[Records contained in a dataset]
╭──
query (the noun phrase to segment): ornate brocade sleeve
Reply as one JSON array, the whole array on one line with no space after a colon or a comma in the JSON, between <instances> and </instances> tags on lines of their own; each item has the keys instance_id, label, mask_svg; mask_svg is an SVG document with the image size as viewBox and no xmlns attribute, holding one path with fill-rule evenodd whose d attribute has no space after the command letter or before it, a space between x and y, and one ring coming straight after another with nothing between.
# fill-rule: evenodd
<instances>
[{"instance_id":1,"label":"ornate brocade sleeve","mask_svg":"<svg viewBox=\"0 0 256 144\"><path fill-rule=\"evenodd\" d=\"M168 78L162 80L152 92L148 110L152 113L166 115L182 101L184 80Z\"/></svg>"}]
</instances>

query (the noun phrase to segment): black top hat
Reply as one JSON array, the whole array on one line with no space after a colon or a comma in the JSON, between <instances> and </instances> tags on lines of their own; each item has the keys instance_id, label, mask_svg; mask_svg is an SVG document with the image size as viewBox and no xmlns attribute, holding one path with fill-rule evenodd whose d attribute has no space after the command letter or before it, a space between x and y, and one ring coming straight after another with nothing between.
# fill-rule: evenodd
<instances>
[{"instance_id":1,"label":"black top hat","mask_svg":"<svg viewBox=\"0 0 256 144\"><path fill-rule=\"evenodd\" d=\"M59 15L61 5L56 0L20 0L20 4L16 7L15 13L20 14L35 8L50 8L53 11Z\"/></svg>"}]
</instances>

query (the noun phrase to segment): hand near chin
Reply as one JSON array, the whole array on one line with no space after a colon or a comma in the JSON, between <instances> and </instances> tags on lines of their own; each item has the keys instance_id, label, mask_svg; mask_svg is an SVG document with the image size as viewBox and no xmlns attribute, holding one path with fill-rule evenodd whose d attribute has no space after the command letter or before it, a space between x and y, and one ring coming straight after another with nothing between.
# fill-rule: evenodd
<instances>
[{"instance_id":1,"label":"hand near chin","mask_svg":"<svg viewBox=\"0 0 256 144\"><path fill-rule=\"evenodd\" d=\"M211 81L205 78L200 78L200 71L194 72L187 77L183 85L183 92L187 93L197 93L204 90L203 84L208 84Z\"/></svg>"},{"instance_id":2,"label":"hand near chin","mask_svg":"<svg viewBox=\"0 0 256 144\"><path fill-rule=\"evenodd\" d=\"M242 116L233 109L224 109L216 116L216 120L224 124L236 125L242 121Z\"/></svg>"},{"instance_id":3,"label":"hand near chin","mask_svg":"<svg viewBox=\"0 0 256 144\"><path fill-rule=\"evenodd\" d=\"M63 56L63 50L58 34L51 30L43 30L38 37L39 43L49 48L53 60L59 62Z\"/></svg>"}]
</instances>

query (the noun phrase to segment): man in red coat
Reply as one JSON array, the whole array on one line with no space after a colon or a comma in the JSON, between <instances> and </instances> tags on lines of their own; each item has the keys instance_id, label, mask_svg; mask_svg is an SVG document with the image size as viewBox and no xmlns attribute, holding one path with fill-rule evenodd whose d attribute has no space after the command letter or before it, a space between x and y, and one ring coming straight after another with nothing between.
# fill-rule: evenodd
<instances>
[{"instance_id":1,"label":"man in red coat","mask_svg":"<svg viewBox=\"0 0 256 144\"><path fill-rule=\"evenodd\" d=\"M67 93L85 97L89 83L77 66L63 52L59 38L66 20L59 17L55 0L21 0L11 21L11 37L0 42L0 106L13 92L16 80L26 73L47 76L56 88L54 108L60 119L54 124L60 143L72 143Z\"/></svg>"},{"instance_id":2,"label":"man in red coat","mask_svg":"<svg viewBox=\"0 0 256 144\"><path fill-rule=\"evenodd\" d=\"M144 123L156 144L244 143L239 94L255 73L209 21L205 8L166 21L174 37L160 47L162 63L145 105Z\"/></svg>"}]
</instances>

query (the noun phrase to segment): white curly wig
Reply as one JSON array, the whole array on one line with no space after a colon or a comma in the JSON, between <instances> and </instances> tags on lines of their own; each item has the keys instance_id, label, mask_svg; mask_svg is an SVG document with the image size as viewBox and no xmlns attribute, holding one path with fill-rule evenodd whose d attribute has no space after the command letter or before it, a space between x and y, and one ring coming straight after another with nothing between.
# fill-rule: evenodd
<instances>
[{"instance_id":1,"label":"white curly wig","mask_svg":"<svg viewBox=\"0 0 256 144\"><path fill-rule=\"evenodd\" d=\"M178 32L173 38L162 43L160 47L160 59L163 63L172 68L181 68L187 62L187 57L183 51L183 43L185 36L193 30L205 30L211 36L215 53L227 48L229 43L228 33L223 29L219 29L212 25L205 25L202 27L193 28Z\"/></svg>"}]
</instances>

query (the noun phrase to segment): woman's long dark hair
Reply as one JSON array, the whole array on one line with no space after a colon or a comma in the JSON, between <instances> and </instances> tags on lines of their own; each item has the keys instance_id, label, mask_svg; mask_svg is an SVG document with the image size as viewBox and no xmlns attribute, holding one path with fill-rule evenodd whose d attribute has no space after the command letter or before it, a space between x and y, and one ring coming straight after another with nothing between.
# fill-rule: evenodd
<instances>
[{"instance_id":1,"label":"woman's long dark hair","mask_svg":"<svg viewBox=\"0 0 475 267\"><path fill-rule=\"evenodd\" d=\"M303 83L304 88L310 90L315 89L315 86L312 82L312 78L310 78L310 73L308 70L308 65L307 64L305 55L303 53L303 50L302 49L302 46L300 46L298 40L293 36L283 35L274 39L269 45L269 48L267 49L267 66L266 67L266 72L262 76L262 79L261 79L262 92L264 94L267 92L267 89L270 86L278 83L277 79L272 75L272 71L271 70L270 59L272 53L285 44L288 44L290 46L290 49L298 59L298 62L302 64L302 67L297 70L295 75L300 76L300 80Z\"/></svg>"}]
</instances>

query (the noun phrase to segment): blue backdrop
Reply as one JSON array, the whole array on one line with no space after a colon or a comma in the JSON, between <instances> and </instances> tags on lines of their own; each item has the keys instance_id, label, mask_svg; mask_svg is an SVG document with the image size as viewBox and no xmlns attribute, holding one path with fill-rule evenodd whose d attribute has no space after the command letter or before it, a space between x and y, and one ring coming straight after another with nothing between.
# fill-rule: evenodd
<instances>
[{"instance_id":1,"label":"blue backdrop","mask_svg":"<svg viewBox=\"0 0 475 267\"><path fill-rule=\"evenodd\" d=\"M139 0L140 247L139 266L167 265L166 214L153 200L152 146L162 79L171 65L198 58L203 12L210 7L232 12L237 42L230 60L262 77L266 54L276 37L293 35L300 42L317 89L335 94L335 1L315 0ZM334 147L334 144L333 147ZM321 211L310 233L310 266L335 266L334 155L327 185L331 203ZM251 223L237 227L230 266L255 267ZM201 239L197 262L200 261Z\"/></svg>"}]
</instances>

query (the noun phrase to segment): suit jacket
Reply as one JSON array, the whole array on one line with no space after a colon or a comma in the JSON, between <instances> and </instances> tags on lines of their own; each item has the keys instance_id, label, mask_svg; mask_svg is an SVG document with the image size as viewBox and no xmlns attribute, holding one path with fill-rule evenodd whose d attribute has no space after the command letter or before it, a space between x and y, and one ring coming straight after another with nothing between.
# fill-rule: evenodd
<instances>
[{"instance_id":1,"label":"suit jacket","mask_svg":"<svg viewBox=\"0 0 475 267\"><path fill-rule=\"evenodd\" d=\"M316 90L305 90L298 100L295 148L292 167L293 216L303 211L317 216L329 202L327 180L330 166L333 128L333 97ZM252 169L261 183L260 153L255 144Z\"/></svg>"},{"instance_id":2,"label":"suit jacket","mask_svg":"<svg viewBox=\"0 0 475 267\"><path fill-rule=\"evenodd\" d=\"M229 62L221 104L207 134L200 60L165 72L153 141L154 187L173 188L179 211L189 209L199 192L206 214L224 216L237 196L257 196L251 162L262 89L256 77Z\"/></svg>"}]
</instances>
╰──
• [Task details]
Reproduce only the lines running from the one that contains "query (the noun phrase to segment): suit" to the last line of the records.

• [Answer to the exercise]
query (the noun phrase to segment): suit jacket
Reply as one JSON array, the whole array on one line with no space after a colon or a comma in the JSON, between <instances> and </instances> tags on lines of their own; each item has the keys instance_id, label, mask_svg; mask_svg is an SVG document with the image size as viewBox and no xmlns attribute, holding one path with fill-rule evenodd whose d attribute has no space after the command letter or before it, a space between x and y, and one ring coming straight after another with nothing between.
# fill-rule: evenodd
<instances>
[{"instance_id":1,"label":"suit jacket","mask_svg":"<svg viewBox=\"0 0 475 267\"><path fill-rule=\"evenodd\" d=\"M316 90L305 90L298 100L295 148L292 167L293 216L303 211L317 216L329 202L327 180L330 166L333 128L333 97ZM252 169L261 183L260 153L255 144Z\"/></svg>"},{"instance_id":2,"label":"suit jacket","mask_svg":"<svg viewBox=\"0 0 475 267\"><path fill-rule=\"evenodd\" d=\"M229 62L221 104L207 134L200 60L165 72L153 141L154 187L173 188L179 211L189 209L199 192L206 214L224 216L237 196L257 196L251 162L262 89L256 77Z\"/></svg>"}]
</instances>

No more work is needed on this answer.